# Rock Salt Shotgun Round



## jump15vc (Feb 24, 2009)

Is this just a movie gimmick, or is it a real self defense option?


----------



## Growler67 (Sep 8, 2008)

Never actually tried it, but my WAG is that it would be mostly gimmick. The detonation sending the rock salt through the barrel would likely fracture the salt into smaller pieces. Than and the irregular surface wouls give extremely poor aerodynamic as well as ballistic performance. Very short effective range and little practical value, IMO. Having done rice in my BB Gun barrel as a kid, shooting at lizards and such, performance was crappy at best and inconsistent. If you are looking to be eco-friendly with rock salt over conventional shot, you aren't thinking about your defense capabilities very practically. Otherwise, rock salt would easily be defeated by most clothing anyway (lack of mass as well as the density of projectile material).

I am not a scientist nor did I sleep at a Holiday Inn Express last night. Just sayin' that it would make a lot of noise and the effective range seems a waste of effort compared to many other options in the SD/HD realm.


----------



## jump15vc (Feb 24, 2009)

yeah i was just curious as i saw some rock salt shells as well as tacks and other stuff at a gun show booth a while back. having looked it up though i realize it was a dumb question, ill stick with 00 buck


----------



## Steve M1911A1 (Feb 6, 2008)

Lots of anecdotal stories from before the turn of the 20th century had farmers shooting at apple-stealing kids with double-barrels full of rock salt. The results supposedly weren't particularly injurious, but salt inside a puncture wound would have been pretty uncomfortable.
I believe that most of these anecdotal stories aren't true, in part because shooting at kids, even apple stealing ones, would've been strongly frowned upon and stringently dealt with.
Further, its utility is questionable. As *Growler* wrote, "The detonation sending the rock salt through the barrel would likely fracture the salt into smaller pieces. [That] and the irregular surface [would] give extremely poor aerodynamic as well as ballistic performance. Very short effective range and little practical value, IMO."
IMHO, modern rock-salt rounds are gimmick souvenirs, more for show than for go. Nevertheless, loading rock salt into a plastic shot cup might make the round marginally useful against low-level offenders...if you could stand being arrested for over-reaction and physical endangerment.


----------



## bruce333 (Sep 1, 2006)

[Dataset records]
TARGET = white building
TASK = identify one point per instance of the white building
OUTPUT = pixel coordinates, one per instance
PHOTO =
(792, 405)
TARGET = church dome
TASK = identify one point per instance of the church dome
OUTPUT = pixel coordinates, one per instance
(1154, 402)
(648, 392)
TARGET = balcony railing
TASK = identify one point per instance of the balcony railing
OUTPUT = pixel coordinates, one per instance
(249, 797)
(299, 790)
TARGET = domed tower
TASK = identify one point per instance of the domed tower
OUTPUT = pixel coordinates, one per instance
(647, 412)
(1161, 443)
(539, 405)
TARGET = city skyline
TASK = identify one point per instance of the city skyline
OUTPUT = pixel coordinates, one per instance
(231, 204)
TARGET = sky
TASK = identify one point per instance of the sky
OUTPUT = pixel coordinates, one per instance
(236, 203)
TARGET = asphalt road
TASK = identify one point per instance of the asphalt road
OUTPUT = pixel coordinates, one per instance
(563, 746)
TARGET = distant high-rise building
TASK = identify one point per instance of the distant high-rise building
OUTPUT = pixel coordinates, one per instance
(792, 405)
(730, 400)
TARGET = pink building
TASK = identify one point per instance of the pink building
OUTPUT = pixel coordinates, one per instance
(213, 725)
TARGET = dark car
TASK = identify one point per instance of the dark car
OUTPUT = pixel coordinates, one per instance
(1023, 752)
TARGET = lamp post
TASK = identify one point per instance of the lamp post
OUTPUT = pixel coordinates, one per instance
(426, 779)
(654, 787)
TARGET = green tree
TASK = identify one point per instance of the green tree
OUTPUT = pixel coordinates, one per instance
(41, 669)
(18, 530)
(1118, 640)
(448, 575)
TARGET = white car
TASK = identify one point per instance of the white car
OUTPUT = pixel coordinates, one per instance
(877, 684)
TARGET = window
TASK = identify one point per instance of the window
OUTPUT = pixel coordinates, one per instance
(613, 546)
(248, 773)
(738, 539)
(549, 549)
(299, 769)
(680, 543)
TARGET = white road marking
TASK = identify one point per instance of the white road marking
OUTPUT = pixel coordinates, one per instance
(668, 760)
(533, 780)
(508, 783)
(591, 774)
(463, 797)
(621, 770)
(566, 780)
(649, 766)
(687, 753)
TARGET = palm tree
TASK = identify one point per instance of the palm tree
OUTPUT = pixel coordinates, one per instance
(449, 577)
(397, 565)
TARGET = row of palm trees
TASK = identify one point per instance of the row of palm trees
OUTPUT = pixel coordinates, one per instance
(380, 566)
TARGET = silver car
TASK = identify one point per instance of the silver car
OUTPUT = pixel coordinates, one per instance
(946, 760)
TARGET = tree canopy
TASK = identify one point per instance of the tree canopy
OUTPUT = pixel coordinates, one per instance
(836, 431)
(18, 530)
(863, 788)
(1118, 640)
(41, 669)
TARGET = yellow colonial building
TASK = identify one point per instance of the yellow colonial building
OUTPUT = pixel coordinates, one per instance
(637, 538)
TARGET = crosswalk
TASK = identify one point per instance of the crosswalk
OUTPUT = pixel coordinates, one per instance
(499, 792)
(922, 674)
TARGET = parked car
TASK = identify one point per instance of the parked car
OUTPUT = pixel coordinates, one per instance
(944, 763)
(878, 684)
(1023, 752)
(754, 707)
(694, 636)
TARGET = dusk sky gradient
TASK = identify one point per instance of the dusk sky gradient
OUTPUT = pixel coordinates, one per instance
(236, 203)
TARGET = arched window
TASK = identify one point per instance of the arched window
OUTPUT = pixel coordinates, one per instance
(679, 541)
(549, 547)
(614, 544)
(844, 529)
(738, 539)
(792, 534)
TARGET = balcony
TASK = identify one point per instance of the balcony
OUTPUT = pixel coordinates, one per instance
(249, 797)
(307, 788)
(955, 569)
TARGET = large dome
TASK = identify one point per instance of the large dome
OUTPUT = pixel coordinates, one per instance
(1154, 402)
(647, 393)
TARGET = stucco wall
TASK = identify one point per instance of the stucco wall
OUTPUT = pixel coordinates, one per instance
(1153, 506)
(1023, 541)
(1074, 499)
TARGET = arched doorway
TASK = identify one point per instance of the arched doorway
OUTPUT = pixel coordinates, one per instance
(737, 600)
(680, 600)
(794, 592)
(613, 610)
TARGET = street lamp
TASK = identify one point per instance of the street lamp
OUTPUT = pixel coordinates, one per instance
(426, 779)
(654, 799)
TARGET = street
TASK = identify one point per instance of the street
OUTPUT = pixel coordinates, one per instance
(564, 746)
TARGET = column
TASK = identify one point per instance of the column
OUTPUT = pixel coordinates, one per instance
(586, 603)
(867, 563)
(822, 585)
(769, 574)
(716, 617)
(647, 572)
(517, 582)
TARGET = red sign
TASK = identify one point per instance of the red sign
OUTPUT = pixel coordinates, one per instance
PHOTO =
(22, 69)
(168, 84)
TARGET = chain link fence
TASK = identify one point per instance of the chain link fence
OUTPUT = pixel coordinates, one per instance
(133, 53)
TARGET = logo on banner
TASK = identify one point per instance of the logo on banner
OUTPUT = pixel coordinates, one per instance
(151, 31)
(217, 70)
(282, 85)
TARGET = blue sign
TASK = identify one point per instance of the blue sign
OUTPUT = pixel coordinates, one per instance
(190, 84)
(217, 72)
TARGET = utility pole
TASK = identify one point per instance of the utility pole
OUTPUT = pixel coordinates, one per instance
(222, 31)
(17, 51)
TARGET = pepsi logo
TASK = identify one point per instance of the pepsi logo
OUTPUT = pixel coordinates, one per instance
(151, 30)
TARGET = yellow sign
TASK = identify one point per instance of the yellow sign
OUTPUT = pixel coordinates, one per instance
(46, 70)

==

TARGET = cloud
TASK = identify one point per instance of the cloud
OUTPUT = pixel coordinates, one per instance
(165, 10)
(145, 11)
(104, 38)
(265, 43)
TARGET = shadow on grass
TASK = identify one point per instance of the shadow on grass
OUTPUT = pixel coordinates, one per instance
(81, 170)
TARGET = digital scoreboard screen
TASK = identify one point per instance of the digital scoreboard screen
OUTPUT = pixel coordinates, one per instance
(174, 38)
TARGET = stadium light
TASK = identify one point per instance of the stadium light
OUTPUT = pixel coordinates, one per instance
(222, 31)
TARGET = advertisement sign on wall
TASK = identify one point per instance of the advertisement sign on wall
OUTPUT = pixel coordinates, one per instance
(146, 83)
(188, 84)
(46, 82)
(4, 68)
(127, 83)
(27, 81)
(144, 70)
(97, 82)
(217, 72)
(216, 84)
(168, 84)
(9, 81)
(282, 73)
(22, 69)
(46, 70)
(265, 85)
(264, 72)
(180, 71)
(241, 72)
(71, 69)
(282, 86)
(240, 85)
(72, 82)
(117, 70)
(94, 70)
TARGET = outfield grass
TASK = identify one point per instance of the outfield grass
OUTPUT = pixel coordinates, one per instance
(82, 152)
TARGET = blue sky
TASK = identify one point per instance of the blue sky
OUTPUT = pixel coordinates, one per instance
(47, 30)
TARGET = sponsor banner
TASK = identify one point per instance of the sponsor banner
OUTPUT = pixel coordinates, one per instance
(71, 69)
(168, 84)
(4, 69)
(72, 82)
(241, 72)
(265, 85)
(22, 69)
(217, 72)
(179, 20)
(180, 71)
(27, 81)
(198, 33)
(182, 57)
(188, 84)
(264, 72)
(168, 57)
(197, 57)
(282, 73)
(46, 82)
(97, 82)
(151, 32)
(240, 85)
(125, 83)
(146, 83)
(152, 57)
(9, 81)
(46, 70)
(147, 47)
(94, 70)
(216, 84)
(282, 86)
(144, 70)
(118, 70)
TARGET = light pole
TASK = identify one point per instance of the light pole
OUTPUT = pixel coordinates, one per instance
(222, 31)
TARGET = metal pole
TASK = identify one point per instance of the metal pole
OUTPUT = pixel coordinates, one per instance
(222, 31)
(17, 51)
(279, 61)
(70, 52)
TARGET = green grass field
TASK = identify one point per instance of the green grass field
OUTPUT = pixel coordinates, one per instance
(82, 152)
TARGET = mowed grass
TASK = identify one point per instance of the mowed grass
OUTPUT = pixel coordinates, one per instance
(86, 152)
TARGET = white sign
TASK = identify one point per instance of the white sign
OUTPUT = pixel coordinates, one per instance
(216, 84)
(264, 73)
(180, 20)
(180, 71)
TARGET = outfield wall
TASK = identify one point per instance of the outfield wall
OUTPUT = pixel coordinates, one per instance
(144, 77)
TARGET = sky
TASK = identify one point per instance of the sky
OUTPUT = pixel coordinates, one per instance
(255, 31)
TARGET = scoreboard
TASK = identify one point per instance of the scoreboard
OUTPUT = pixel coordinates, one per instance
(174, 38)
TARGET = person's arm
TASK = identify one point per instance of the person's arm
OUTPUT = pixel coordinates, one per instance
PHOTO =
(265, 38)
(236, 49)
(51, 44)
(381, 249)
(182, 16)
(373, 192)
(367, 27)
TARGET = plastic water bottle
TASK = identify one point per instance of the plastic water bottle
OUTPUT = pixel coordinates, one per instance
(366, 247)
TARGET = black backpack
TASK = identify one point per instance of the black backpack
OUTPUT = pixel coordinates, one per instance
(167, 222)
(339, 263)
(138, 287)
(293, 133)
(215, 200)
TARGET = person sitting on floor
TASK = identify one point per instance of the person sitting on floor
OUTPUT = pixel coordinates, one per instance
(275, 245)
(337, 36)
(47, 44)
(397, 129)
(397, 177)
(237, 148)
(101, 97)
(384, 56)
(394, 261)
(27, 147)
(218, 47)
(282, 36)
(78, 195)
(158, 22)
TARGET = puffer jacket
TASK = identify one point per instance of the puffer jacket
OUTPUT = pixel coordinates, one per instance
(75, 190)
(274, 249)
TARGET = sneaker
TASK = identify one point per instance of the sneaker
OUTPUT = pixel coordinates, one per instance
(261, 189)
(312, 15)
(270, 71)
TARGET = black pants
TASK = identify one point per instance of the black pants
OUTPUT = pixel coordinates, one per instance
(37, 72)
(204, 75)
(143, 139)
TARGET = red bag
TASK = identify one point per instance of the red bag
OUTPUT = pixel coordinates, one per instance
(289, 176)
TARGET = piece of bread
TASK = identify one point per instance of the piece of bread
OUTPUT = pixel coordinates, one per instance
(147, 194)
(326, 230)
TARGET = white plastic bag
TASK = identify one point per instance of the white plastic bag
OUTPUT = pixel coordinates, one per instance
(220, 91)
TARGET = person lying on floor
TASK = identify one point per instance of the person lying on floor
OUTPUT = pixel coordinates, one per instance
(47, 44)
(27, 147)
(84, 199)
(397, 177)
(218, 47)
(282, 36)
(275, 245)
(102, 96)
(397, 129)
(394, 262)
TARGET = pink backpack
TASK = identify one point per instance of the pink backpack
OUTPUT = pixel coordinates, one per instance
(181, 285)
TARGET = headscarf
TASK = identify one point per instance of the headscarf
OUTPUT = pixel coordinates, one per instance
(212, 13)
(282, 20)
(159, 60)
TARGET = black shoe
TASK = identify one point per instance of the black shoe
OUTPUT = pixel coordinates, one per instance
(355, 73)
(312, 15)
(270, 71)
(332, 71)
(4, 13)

--

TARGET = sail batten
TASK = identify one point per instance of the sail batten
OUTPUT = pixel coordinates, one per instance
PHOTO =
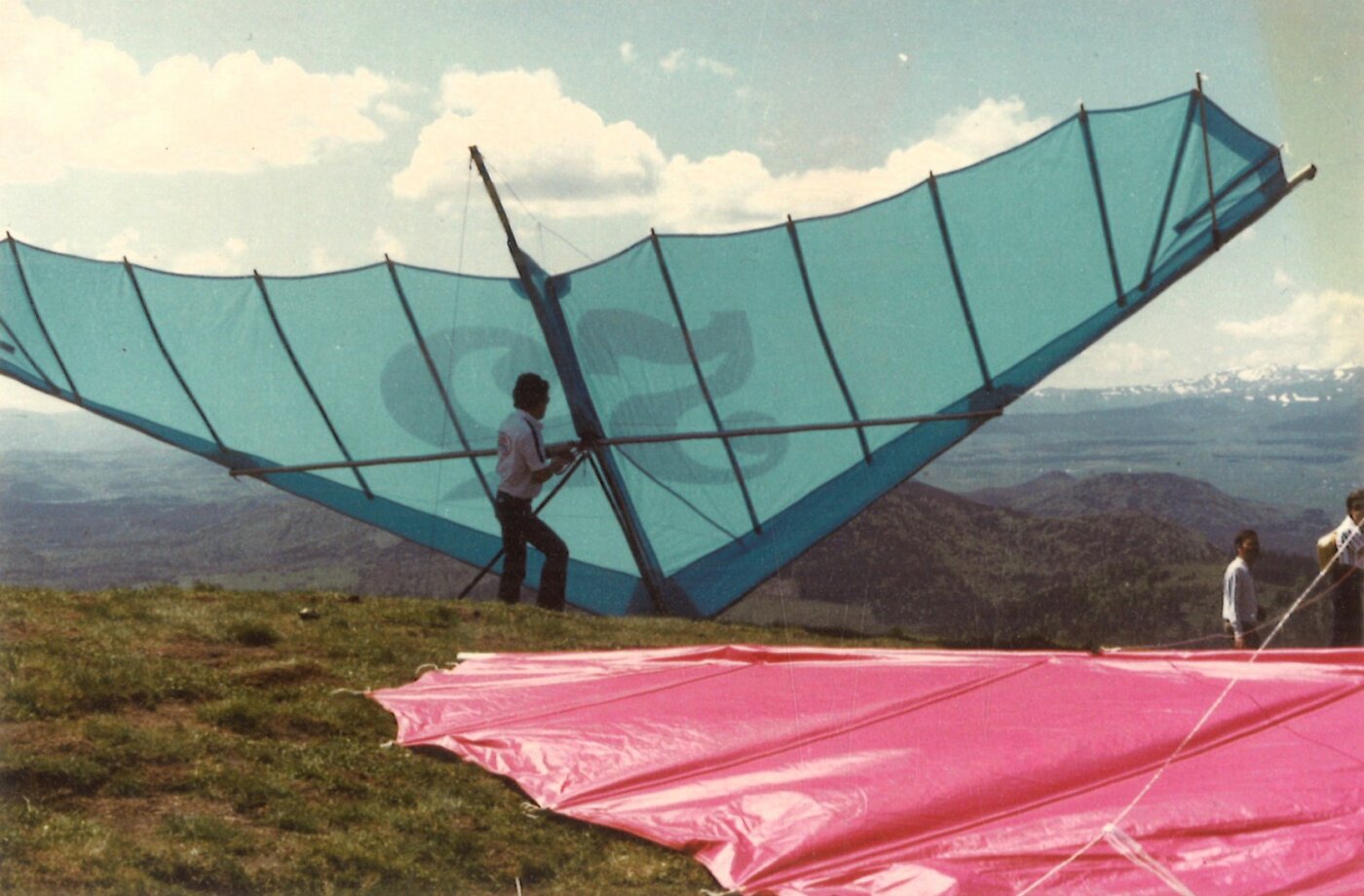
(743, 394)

- _Problem to work on_
Reproduce the passage of the rock salt shotgun thread that runs from "# Rock Salt" to "(Sep 8, 2008)".

- _Solution_
# Rock Salt Shotgun Round



## jump15vc (Feb 24, 2009)

Is this just a movie gimmick, or is it a real self defense option?


----------



## Growler67 (Sep 8, 2008)